— Compito da svolgere —
Nel brano sul lavoro di Walid Raad, che cosa rende comprensibile Scratching on Things I Could Disavow senza farlo risultare didascalico? Rispondi in una o due frasi.

— Estratto del brano —
Dopodichè, con ritmi rigorosamente rilassati, ci siamo dedicati alle attività di Storytelling & propaganda concernenti il progetto - volgarmente detti "comunicazione".
Arriva il tardo pomeriggio, ci ricordiamo improvvisamente che fuori dalla Turnhalle c'è tipo il resto del mondo e decidiamo di andare a dare un'occhiata al progetto di ricerca Scratching on Things I Could Disavow. A presentare l'opera è l'artista medesimo, Walid Raad.
Residente a New York, Walid Raad nasce, cresce e si forma in Libano: Scratching on..., alla stregua dei precedenti lavori, si focalizza sullo stato dell'arte nel mondo arabo, mettendone in luce le forti contraddizioni. Contraddizioni che sono al contempo divergenti e speculari rispetto a quelle che, ahinoi, la società occidentale ci ha abituati a fronteggiare.
L'occhio di Walid è intelligente, la forma raffinata. La lunga presentazione orale dell'intero lavoro, articolato in più parti, rende il tutto comprensibile senza per questo risultare didascalico o, ancor peggio, telefonato. Questo, però, è solo il carattere iniziale dell'esperienza: Walid ci racconta nel dettaglio le losche attività speculative della fantomatica compagnia APT. Attraverso una narrazione avvicente supportata da una mappa concettuale ben sviluppata, l'artista sembra costantemente sul punto di rivelarci cosa davvero si celi dietro la volontà della compagnia di investire su una rosa di giovani artisti selezionati in alcune importanti metropoli e perchè, tra queste, figuri anche Dubai. Non voglio disintegrare l'effetto sorpresa, ma sappiate che Walid non andrà mai a rimuovere questo grosso punto interrogativo dalla vostra fronte.
Anzi, andrà a connettersi ad un'installazione video decisamente più ermetica della mappa di cui sopra. Il tutto richiama la familiare immagine degli infiniti corridoi dei grandi musei: l'installazione confluisce all'interno di una complessa dissertazione sul progetto concernente la costruzione di un nuovo Guggenheim e un nuovo Louvre ad Abu Dabi.

— Dati —
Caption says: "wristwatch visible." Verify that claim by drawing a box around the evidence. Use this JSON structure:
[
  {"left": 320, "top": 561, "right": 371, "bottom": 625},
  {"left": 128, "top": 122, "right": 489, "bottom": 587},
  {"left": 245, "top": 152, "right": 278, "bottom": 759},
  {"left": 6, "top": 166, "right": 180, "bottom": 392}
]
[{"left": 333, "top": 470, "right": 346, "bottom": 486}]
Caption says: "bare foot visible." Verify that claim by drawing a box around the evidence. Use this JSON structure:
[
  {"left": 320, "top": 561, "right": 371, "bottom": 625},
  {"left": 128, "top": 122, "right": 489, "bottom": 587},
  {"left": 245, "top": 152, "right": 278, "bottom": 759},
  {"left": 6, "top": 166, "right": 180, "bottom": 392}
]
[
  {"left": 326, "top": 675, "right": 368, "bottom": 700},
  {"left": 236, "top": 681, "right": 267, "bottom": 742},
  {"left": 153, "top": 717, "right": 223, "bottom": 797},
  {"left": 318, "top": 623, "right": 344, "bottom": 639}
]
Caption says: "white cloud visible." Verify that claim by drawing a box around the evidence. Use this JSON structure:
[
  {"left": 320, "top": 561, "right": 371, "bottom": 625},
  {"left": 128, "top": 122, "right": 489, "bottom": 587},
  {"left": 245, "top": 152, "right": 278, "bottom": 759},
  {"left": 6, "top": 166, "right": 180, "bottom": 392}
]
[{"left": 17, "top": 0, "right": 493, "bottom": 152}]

— Risposta —
A renderlo comprensibile è la lunga presentazione orale che Walid Raad stesso fa dell'intero lavoro, articolato in più parti. Secondo il brano, questa presentazione chiarisce il tutto senza risultare didascalica o, peggio, telefonata.